- **Your task**
Return each line of the entries below without any change.

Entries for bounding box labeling
________
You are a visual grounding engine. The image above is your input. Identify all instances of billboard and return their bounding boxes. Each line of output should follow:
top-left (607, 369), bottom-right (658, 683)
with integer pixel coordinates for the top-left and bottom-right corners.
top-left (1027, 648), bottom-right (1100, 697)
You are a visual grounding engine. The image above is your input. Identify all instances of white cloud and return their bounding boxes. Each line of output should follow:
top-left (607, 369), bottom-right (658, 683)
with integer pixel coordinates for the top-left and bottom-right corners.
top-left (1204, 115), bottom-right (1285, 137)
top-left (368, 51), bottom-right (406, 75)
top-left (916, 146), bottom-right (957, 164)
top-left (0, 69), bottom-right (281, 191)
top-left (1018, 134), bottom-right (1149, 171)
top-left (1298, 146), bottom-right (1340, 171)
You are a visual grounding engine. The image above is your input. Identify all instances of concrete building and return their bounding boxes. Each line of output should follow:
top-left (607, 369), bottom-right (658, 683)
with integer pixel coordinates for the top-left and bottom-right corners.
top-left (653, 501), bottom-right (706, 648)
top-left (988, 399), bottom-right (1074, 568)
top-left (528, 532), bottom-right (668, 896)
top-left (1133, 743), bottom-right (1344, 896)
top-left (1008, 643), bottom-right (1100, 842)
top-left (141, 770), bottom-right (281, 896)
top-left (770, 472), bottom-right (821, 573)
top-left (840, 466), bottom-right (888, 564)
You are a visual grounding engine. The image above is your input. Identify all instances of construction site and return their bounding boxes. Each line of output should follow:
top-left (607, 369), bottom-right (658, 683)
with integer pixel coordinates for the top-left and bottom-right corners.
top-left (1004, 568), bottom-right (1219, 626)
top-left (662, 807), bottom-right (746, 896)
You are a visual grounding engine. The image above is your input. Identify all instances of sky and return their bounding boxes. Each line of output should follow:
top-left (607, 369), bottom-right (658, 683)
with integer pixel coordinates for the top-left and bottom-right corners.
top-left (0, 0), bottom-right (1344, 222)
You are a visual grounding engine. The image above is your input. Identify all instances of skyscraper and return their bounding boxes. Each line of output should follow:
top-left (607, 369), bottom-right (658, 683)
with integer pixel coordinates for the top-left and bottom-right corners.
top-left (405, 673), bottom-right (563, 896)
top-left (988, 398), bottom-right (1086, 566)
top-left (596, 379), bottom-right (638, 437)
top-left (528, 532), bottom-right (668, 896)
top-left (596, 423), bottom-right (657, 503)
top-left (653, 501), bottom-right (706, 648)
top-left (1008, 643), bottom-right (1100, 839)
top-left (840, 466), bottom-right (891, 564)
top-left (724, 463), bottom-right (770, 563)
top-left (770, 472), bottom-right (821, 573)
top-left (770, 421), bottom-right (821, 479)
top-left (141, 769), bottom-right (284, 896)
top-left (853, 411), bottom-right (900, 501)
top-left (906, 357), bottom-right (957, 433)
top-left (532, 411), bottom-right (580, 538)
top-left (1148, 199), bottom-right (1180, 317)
________
- **Result of the task**
You are a visual grounding engine. The image above is your input. Identify all instances of billboard and return their bounding boxes. Each line of output should follow:
top-left (607, 369), bottom-right (658, 683)
with integer pixel coordinates for the top-left and bottom-right corners.
top-left (1027, 648), bottom-right (1100, 697)
You are a visual grounding engine. The image above is your input. Identify all instances of white cloud and return their bounding boxes. Each line of output should follow:
top-left (607, 369), bottom-right (658, 683)
with integer pixel coordinates for the top-left and bottom-right corners.
top-left (1204, 115), bottom-right (1285, 137)
top-left (368, 51), bottom-right (406, 75)
top-left (916, 146), bottom-right (957, 164)
top-left (0, 69), bottom-right (281, 191)
top-left (1018, 134), bottom-right (1149, 171)
top-left (1298, 146), bottom-right (1340, 171)
You are a visual grounding engine. The image above is your input. Identify all instances of concrete building and return their bounding boxes. Each line of output should follow:
top-left (607, 369), bottom-right (658, 683)
with integer pixel coordinates for the top-left and bottom-right corners.
top-left (653, 501), bottom-right (706, 648)
top-left (988, 399), bottom-right (1074, 568)
top-left (528, 532), bottom-right (668, 896)
top-left (1133, 743), bottom-right (1344, 896)
top-left (1008, 643), bottom-right (1100, 842)
top-left (141, 770), bottom-right (281, 896)
top-left (770, 472), bottom-right (821, 573)
top-left (840, 466), bottom-right (888, 564)
You are a visual grounding engine. The image above is your input. Identify all instances of construction site and return their bounding boxes. Each line of output should follow:
top-left (607, 369), bottom-right (658, 683)
with integer pixel coordinates for the top-left and bottom-right corners.
top-left (1004, 568), bottom-right (1219, 626)
top-left (662, 807), bottom-right (746, 896)
You are a visual grounding engine. The image above is your input. Identify all instances of sky and return their bounding boxes. Each line of output should follow:
top-left (607, 369), bottom-right (658, 683)
with integer pixel coordinates for the top-left and bottom-right corners.
top-left (0, 0), bottom-right (1344, 222)
You are a visual grounding engine. The image above is your input. Identify all instances of skyscraper and return their bounding boxes. Each line of output should follow:
top-left (607, 369), bottom-right (658, 683)
with integer pixel coordinates for the top-left and bottom-right corners.
top-left (405, 673), bottom-right (563, 896)
top-left (988, 398), bottom-right (1086, 566)
top-left (596, 379), bottom-right (638, 437)
top-left (528, 532), bottom-right (668, 896)
top-left (596, 423), bottom-right (657, 503)
top-left (653, 501), bottom-right (706, 648)
top-left (1008, 643), bottom-right (1100, 839)
top-left (840, 466), bottom-right (891, 564)
top-left (724, 463), bottom-right (770, 563)
top-left (770, 472), bottom-right (821, 573)
top-left (770, 421), bottom-right (821, 479)
top-left (141, 769), bottom-right (284, 896)
top-left (853, 411), bottom-right (900, 501)
top-left (906, 357), bottom-right (957, 433)
top-left (532, 411), bottom-right (580, 538)
top-left (1148, 199), bottom-right (1180, 317)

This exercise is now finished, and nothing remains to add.